── Text section ──

Then, a mere day after the happy return to daycare it’s our nanny who tested positive, so we had to keep cruising on staggered work days for another week. We’re now in the clear and testing the little one three times a week. It’s mandatory. Fingers crossed this works and is worth it.

The other factor in this text-editor-less spell is… I’ve been enjoying note-taking in Notion, as I mentioned last month. It’s not as fast as I’d wish it were but just quite pleasant to use.


It’s been a good month for borderline order-obsessed folks like me. I got to do a whole bunch of cleaning up of the AWS accounts I run, deleting and unallocating cloud resources as if it was raining.

I like running a tight ship. It’s easier to maintain and to enforce policies across. Two examples in Global Witness’ Data & Investigations team:

  1. As I reduced our many non-overlapping VPCs and subnets to a couple, setting up Tailscale as a mesh Wireguard tool really opened up opportunities, including in the literal sense by granting access to private resources.
  2. As I now have fewer things to look after and more of the similar kind, I could turn my attention to adding further consistency to the few micro services we’ve got going. Now we’re one step away from automated deployment and easier health monitoring. And it’s just so much easier to list what we’re running and how it’s running.

One item of note this month – which Louis must have forgotten to mention:

We’re now trialing running PostgREST to interface between databases RDS and Observable notebooks. Now our public Observable notebooks can use our RDS data from REST endpoints created behind-the-scenes and in pure SQL fashion, which PostgREST kindly maps to views.

We had been looking for this missing piece in the puzzle for a while.


Working a little over half-time isn’t so bad. One downside I found is that it becomes okay for tasks to “spill over” into un-booked time, at the expense of the latter.

───
── Raw data ──

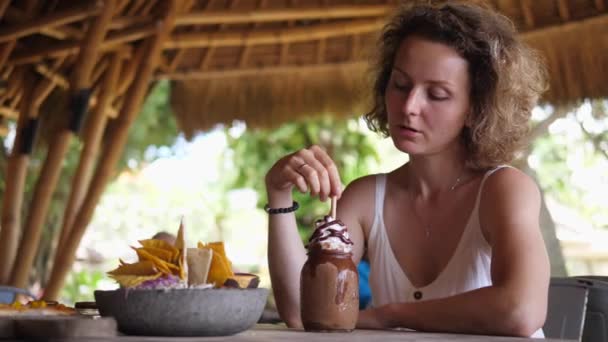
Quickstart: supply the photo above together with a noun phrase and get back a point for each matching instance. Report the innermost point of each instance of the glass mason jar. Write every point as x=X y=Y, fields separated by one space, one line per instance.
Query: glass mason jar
x=329 y=291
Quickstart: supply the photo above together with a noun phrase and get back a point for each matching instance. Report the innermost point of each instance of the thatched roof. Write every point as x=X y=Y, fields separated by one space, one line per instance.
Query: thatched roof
x=268 y=61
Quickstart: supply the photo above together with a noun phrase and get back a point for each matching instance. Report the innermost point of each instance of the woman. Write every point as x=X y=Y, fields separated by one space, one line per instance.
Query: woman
x=453 y=235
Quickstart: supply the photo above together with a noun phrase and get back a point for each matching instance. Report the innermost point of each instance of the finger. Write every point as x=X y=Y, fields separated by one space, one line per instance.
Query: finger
x=322 y=177
x=306 y=165
x=298 y=180
x=335 y=184
x=310 y=175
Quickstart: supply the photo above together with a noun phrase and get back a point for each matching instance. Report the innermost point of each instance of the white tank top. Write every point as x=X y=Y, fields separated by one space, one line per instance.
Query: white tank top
x=467 y=270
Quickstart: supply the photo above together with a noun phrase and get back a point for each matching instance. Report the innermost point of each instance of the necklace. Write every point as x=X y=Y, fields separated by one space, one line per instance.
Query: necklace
x=427 y=227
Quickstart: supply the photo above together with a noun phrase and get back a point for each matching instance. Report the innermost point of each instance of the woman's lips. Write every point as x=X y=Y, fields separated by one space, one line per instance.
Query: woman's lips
x=407 y=131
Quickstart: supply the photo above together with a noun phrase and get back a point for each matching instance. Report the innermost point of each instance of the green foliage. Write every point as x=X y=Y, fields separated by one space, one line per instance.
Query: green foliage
x=254 y=153
x=571 y=161
x=80 y=286
x=154 y=126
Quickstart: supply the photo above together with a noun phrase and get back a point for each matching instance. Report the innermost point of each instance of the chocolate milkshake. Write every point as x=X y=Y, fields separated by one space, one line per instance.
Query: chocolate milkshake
x=329 y=286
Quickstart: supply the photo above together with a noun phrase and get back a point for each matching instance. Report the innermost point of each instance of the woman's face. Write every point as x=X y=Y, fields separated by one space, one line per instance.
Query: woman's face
x=427 y=97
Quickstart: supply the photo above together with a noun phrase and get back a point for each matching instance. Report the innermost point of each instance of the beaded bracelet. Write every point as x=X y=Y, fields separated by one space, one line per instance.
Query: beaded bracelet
x=273 y=211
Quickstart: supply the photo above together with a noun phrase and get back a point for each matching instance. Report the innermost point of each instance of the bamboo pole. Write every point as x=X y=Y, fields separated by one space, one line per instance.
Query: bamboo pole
x=53 y=19
x=52 y=75
x=113 y=42
x=49 y=175
x=13 y=195
x=7 y=48
x=276 y=36
x=270 y=70
x=112 y=152
x=3 y=6
x=92 y=140
x=270 y=15
x=8 y=112
x=128 y=75
x=15 y=15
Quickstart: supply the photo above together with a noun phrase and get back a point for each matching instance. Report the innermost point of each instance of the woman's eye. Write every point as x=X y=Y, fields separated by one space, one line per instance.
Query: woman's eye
x=400 y=85
x=438 y=95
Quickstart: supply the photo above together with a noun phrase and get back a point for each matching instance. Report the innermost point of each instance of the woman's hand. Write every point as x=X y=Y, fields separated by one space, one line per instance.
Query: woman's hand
x=310 y=170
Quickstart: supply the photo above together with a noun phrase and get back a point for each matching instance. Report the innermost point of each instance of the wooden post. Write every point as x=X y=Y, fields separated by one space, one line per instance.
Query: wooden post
x=116 y=142
x=6 y=50
x=17 y=171
x=49 y=175
x=92 y=140
x=13 y=195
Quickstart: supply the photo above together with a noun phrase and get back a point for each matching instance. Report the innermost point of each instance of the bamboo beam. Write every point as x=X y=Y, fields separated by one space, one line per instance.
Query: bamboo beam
x=51 y=169
x=3 y=6
x=526 y=10
x=289 y=35
x=272 y=70
x=564 y=11
x=112 y=43
x=179 y=54
x=244 y=57
x=571 y=26
x=355 y=46
x=50 y=20
x=5 y=52
x=15 y=15
x=208 y=54
x=128 y=75
x=52 y=75
x=9 y=113
x=117 y=139
x=321 y=45
x=270 y=15
x=92 y=140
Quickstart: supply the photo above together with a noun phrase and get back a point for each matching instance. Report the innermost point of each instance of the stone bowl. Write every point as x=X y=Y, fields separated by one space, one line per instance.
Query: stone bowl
x=183 y=312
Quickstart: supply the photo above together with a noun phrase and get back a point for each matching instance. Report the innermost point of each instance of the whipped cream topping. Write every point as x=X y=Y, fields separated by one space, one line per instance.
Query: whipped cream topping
x=331 y=234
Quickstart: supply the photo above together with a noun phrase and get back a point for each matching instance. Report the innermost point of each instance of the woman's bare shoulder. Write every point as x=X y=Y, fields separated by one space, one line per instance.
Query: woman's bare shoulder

───

▸ Work to do:
**a)** List every software product or cloud service that the work-update text names.
**b)** In the listing, copy out the lines starting with the line containing "the woman's hand." and going on through the line containing "x=310 y=170", both included.

▸ Solutions below:
**a)**
Notion
AWS
Tailscale
Wireguard
PostgREST
RDS
Observable

**b)**
Quickstart: supply the photo above together with a noun phrase and get back a point for each matching instance. Report the innermost point of each instance of the woman's hand. Write every point as x=X y=Y, fields separated by one space, one line per instance.
Query: woman's hand
x=310 y=170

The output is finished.